WORK INSTRUCTION: Each line with the word "trim" must appear in the answer, copied from the records.

--- DATA SUPPLIED Enclosed Below ---

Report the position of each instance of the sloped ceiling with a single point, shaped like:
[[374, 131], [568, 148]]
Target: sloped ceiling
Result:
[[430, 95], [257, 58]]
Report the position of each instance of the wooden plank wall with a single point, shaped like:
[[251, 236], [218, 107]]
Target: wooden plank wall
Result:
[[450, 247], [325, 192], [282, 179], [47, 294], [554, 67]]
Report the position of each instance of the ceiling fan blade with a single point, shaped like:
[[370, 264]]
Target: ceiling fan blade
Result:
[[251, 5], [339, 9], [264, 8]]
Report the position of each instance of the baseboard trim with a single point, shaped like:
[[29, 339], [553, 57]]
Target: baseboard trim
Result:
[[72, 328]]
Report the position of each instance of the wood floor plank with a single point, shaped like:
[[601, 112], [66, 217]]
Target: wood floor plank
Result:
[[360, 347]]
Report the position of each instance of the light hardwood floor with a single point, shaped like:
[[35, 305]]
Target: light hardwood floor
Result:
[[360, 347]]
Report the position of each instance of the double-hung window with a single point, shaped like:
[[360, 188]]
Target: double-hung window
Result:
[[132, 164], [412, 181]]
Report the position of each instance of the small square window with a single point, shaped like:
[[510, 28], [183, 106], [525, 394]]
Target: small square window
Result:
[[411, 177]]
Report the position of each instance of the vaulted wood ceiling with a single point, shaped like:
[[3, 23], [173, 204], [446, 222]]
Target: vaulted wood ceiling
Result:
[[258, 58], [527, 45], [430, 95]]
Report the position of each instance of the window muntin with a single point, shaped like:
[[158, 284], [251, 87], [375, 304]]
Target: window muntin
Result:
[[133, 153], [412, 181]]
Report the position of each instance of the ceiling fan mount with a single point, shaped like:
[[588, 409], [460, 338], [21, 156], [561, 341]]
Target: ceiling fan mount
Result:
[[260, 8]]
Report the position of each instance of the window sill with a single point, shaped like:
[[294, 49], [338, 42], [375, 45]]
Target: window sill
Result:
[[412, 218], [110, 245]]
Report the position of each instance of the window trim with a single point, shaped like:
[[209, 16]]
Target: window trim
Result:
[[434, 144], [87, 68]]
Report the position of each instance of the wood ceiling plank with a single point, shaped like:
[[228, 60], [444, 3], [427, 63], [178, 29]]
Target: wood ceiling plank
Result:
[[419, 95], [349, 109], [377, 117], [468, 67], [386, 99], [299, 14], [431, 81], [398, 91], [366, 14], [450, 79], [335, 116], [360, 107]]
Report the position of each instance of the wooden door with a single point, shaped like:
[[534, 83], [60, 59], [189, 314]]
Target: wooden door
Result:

--- End of Enclosed DATA SUPPLIED ---

WRITTEN REPLY:
Report the position of each instance of the baseboard trim with a single point, shaped like:
Target: baseboard trim
Report the position of each instance of the window trim with a single point, shaped like:
Target: window trim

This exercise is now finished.